Please gather every line of the material below that contains the word "window" and copy each one in full.

++++ Extracted entries ++++

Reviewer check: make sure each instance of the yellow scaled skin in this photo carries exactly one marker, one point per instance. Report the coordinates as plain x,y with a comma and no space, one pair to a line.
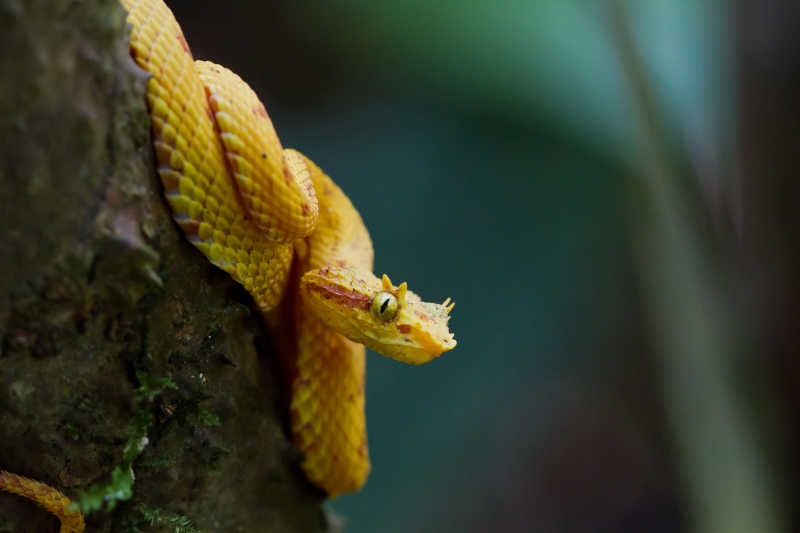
253,208
47,497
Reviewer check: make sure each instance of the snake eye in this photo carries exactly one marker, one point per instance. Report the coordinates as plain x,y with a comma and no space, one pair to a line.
384,306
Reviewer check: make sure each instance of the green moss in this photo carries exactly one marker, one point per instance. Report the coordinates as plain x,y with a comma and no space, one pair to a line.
120,488
151,517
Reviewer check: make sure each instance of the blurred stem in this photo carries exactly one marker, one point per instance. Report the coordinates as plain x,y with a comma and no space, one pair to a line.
727,485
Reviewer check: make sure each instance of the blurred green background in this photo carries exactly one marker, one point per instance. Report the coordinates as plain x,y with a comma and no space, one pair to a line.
564,170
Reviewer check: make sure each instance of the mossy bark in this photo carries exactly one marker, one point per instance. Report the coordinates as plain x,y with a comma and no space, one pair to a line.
98,284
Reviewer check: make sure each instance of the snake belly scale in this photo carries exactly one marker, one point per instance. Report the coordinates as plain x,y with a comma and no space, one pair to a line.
276,223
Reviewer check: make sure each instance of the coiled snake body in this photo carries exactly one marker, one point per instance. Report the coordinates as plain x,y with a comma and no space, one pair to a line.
253,209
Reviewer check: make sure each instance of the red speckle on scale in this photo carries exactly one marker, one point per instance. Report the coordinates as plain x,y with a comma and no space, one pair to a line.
184,44
259,111
342,296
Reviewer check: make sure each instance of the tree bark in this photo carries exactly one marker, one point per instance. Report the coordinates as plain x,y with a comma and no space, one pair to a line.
100,289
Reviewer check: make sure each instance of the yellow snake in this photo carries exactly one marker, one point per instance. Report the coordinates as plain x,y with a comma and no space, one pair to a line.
283,229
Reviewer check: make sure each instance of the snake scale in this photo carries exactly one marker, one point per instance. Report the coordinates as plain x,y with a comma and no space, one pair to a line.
282,228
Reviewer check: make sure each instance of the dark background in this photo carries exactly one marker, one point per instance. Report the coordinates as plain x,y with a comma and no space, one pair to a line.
608,191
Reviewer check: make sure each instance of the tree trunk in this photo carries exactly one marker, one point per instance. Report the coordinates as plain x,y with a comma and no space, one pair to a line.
101,299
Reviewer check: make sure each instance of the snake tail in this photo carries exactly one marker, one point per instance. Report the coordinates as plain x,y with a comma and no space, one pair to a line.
51,499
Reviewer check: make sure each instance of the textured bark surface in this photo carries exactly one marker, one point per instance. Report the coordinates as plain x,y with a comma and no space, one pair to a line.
98,284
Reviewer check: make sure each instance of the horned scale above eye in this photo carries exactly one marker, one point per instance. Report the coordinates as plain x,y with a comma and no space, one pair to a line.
384,306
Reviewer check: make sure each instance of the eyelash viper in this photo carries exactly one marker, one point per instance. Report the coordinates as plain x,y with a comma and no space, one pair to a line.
284,230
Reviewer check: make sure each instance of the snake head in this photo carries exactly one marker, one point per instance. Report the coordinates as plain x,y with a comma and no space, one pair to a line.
387,319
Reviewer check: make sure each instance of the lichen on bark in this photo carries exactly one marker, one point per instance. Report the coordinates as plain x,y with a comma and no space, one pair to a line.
98,284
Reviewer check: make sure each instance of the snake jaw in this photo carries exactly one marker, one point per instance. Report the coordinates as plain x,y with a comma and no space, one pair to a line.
341,298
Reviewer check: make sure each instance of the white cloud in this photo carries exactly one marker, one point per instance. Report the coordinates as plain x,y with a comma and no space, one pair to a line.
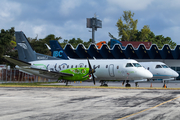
9,10
66,6
130,4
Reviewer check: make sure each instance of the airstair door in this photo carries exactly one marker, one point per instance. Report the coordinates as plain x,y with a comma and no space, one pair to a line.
111,70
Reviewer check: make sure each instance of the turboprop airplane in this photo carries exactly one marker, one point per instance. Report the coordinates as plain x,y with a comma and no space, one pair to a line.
158,69
118,69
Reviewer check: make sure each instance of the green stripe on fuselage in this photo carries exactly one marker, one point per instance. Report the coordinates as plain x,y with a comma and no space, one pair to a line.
78,73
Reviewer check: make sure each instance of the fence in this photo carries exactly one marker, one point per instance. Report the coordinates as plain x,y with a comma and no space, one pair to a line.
16,76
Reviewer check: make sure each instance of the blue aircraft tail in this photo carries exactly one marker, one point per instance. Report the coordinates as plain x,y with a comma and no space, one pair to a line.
57,50
25,51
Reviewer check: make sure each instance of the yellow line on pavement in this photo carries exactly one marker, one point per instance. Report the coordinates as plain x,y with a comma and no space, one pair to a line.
148,108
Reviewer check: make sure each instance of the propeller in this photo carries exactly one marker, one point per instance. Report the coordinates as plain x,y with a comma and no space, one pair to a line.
91,71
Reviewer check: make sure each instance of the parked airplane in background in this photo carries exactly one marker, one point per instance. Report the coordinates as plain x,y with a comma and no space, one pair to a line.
119,69
158,69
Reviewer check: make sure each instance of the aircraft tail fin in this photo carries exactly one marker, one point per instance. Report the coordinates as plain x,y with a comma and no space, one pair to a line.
25,51
57,50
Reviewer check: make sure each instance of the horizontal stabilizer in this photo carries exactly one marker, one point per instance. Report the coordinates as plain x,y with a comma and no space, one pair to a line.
16,61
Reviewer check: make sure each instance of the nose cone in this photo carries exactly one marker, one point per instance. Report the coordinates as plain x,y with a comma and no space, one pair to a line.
175,74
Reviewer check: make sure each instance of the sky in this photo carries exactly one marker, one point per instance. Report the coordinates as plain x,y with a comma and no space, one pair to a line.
67,18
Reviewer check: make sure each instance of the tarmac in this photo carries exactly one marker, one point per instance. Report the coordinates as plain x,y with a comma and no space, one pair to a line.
89,104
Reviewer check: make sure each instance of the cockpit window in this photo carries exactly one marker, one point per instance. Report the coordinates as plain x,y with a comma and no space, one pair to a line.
129,65
137,65
158,66
164,66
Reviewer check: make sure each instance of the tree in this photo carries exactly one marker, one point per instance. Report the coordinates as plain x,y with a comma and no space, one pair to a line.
39,45
7,43
128,29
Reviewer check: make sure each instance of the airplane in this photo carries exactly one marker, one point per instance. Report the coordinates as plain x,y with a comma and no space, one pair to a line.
158,69
54,68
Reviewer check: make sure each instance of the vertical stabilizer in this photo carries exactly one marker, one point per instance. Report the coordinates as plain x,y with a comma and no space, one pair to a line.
57,50
25,51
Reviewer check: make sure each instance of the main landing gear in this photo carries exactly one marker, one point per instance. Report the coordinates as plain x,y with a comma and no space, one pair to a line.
127,83
103,83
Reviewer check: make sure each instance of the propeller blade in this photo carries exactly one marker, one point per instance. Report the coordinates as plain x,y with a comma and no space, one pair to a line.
93,79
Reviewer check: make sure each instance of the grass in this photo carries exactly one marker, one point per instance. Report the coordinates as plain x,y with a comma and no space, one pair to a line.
41,85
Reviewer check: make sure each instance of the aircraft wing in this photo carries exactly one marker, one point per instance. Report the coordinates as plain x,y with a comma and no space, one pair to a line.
16,61
27,65
51,73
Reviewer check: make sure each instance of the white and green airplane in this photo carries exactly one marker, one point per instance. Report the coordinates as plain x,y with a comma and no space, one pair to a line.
75,70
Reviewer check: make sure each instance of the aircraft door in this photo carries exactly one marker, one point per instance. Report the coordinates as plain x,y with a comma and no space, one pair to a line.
111,70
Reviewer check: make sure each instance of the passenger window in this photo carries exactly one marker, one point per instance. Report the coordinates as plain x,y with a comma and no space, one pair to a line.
106,66
118,67
129,65
158,66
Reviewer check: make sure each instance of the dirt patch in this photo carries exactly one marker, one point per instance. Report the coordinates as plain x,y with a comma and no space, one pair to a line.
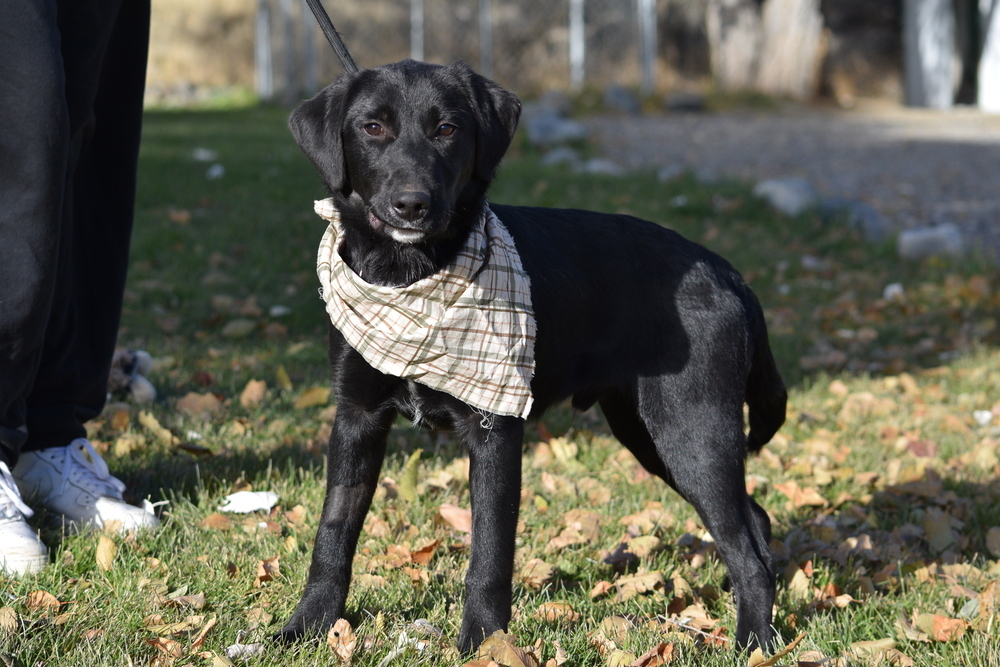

++++

### Solution to the exercise
Reviewer check: make sure each instance of the cockpit window in this photo carries exactly one marker, one point per instance. Report the coordinates as plain x,y with a comma and no space, one pair to a line.
Reviewer check: make sure each instance of the passenger window in this photo carries exactly one marker, one point per instance. Report the coordinates as plain x,y with a comma and no space, one pair to a line.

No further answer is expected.